- _Source document_:
Impregnation Equipment

 

The impregnation process, and thus the system offered, is often considered by many equipment suppliers as having limited scope for flexibility.

However, while the concept of impregnation may be simple, being based on clean, dry parts, followed by vacuum impregnation, draining, thorough washing and then curing, the level of sophistication and the process parameters required to produce effective, permanent results must be carefully considered.

Nowhere is this better understood than at Ultraseal, whose philosophy is not based on offering a customer a standard machine, but on assimilating a through understanding of the precise requirements and then providing a bespoke solution based on modular designs from a wide range of standardised elements.

For example, the requirements of a foundry handling raw castings will be vastly different to those of an end user seeking to impregnate finished machined components. Similarly, a sub-contract operation processing a range of parts of varying sizes and materials will have differing expectations from their impregnation facility than a manufacturer dedicated to just one component or family of similar parts.

- _Collected data_:
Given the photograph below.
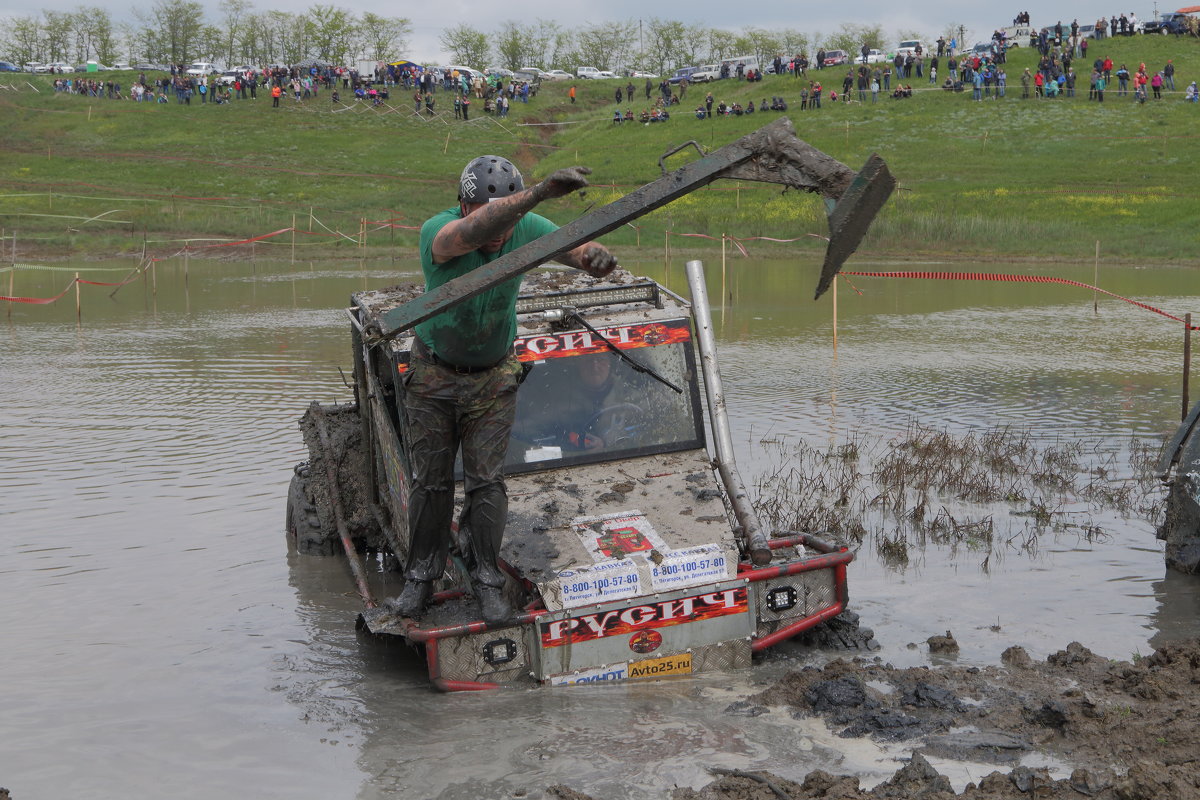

- _Set of tasks_:
[1] Answer these questions using the impregnation equipment text:
(a) What stages does the text list for the impregnation process?
(b) Instead of offering a standard machine, what does Ultraseal's philosophy rest on?
(c) Which two kinds of customer are contrasted first in the example?
[2] Carry the text on impregnation equipment forward, beginning after its last sentence.

- _Responses by item number_:
[1]
(a) Starting with clean, dry parts, then vacuum impregnation, draining, thorough washing and curing.
(b) Understanding the customer's precise requirements and then providing a bespoke solution based on modular designs from a wide range of standardized elements.
(c) A foundry handling raw castings and an end user seeking to impregnate finished machined components.

[2]
Ultraseal's unique understanding of the varied requirements of customers in a diverse range of industries is clearly reflected in its client base and the enormous range components being impregnated worldwide today using Ultraseal impregnation technology.

 

The impregnation process involves five key stages:

 

• Part preparation
  
• Impregnation
  
• Drain
  
• Cold wash
  
• Hot cure

Process

PART PREPARATION
Before impregnation, porosity within the component must be completely clean and dry. While this is achievable through a separate pre-process, Ultraseal offers modules for aqueous washing and vacuum drying that can be integrated into the system.

 

IMPREGNATION
Ultraseal International offers two types of autoclave with top-load equipment:

Vertical Transfer System (VTS): here, the workload is suspended in a basket during the vacuum phase before being lowered and immersed in the sealant. The vacuum is then released, forcing the sealant deep into the porosity. VTS-based impregnation machines are simple in design and have a relatively small footprint.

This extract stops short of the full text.